_PASSAGE_.
═══
This is easily shown to be mathematically equivalent to saying

 p = f_inverse(r) = 1/(1+exp(-(r-m)/s))

Then we can write the cumulative distribution of r as:

 P{r <= c} = P{f(p) <= c} = 
 P{p <= f_inverse(c)} = P{p <= 1/(1+exp(-(c-m)/s)

This holds because f is a monotonically increasing function so that

 f(p) <= c

is equivalent to

 p <= f_inverse(c)

and so have equal probabilities.  Next notice that random variable p = rand 
has the important special property that P{p <= t} is always equal to t itself for 
any t in 0 <= t <= 1, because MathWorks has gone to great lengths to ensure 
that rand is uniformly distributed from 0 to 1.  Thus, applying this to t = 1/(1
+exp(-(c-m)/s)), we have

 P{r <= c} = P{p <= 1/(1+exp(-(c-m)/s))} = 1/(1+exp(-(c-m)/s))

Therefore r has the required cumulative logistic distribution.

  The same kind of reasoning applies to any random variable which is to be 
defined in terms of the special random variable p = rand.  One simply applies 
the inverse of the desired cumulative distribution function to p.

Roger Stafford
═══
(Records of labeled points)
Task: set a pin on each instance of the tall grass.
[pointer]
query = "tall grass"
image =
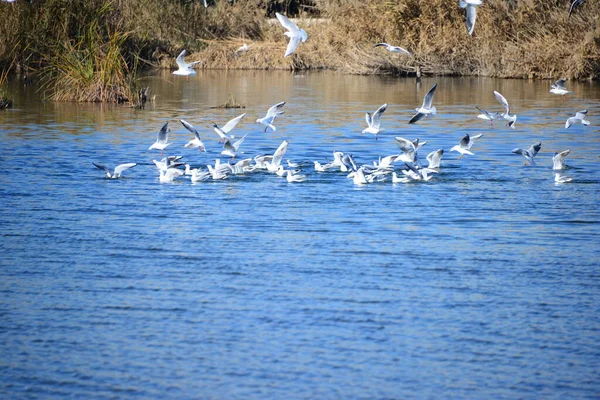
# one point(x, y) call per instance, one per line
point(89, 50)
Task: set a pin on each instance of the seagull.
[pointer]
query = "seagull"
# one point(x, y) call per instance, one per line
point(578, 118)
point(426, 108)
point(471, 6)
point(170, 174)
point(558, 160)
point(487, 115)
point(510, 118)
point(293, 32)
point(374, 121)
point(118, 169)
point(560, 88)
point(275, 163)
point(272, 113)
point(393, 49)
point(408, 149)
point(465, 144)
point(231, 149)
point(162, 138)
point(560, 178)
point(185, 69)
point(530, 153)
point(575, 3)
point(222, 132)
point(435, 158)
point(195, 143)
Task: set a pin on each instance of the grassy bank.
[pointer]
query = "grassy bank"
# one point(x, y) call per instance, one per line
point(68, 41)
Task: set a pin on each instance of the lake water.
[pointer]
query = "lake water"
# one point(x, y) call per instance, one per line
point(481, 283)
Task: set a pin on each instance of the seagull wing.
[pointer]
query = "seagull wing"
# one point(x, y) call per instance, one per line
point(232, 123)
point(190, 128)
point(428, 99)
point(279, 153)
point(102, 167)
point(180, 61)
point(287, 24)
point(292, 45)
point(502, 100)
point(274, 110)
point(471, 15)
point(377, 116)
point(122, 167)
point(163, 134)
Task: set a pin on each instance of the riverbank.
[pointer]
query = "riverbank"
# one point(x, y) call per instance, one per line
point(529, 39)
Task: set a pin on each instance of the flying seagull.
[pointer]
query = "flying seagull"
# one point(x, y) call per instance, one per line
point(196, 142)
point(465, 144)
point(293, 32)
point(272, 113)
point(185, 69)
point(393, 49)
point(426, 108)
point(530, 153)
point(374, 121)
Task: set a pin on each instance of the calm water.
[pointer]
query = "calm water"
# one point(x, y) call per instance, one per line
point(482, 283)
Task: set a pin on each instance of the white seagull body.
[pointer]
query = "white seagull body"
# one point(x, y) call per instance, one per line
point(185, 69)
point(426, 109)
point(196, 142)
point(162, 138)
point(471, 7)
point(578, 118)
point(465, 144)
point(558, 160)
point(272, 113)
point(231, 149)
point(510, 118)
point(223, 131)
point(560, 88)
point(295, 34)
point(394, 49)
point(530, 153)
point(118, 169)
point(374, 122)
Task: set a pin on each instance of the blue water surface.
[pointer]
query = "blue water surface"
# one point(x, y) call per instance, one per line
point(481, 283)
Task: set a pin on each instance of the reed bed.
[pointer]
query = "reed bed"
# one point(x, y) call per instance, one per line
point(90, 50)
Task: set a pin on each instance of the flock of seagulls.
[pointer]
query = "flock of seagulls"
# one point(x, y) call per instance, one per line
═══
_INSTRUCTIONS_.
1) In the post on the logistic distribution, list every single-letter symbol that appears in the formulas set on their own lines.
2) According to the post on the logistic distribution, what property of f makes f(p) <= c equivalent to p <= f_inverse(c)?

_OUTPUTS BY TASK_.
1) p, r, m, s, c, f, P

2) f is a monotonically increasing function.